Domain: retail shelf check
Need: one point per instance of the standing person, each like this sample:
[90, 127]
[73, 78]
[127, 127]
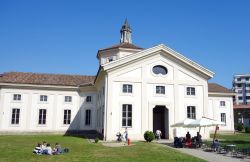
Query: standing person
[126, 134]
[48, 150]
[43, 147]
[38, 149]
[188, 140]
[158, 134]
[198, 139]
[57, 150]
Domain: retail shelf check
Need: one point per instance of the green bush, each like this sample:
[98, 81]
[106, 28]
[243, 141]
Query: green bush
[96, 140]
[247, 129]
[149, 136]
[239, 127]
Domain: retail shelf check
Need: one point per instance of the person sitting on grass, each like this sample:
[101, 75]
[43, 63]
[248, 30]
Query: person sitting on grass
[38, 149]
[48, 150]
[43, 146]
[57, 150]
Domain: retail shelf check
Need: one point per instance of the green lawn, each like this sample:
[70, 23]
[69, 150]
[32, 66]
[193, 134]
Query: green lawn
[241, 140]
[19, 148]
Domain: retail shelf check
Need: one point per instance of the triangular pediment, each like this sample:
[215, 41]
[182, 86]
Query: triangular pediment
[165, 51]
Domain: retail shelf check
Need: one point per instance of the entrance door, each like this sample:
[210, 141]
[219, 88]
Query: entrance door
[160, 120]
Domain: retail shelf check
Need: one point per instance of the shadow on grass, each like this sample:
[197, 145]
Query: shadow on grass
[235, 142]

-------------------------

* Task objective *
Could you switch "retail shelf check" to "storefront survey" everywhere it occurs and write out all of the data above again, with everything else unchanged and the pictures left out?

* Complete output *
Domain: storefront survey
Need: one point per instance of the standing person, each like this sample:
[90, 127]
[73, 78]
[127, 127]
Query: standing person
[126, 134]
[48, 150]
[43, 147]
[38, 149]
[188, 140]
[158, 134]
[198, 139]
[57, 150]
Domain: storefront survey
Need: one point per instance of the green bush, each like this sample:
[98, 81]
[106, 28]
[243, 141]
Query: green bush
[96, 140]
[247, 129]
[149, 136]
[239, 127]
Domain: storefront survey
Need: one point per instance of the person sitting on grass, each like this sample:
[101, 75]
[43, 63]
[248, 30]
Query: person sitting on grass
[38, 149]
[48, 150]
[43, 146]
[57, 150]
Domain: storefront survey
Need: one point per instance of the green lawn, each like this sample:
[70, 23]
[69, 150]
[32, 66]
[193, 134]
Query: green lawn
[241, 140]
[19, 148]
Domain: storefront survey
Need: one point per instance of the triangular pediment, each like this sample:
[215, 41]
[182, 86]
Query: triangular pediment
[165, 51]
Domain: storefront survey
Need: one point per instance of the entrance door, each like this sample:
[210, 141]
[219, 88]
Query: entrance door
[160, 120]
Domain: storefront survey
Need: one point per instance of the shadow on grass, each like this sample:
[197, 145]
Query: shadow on grass
[235, 142]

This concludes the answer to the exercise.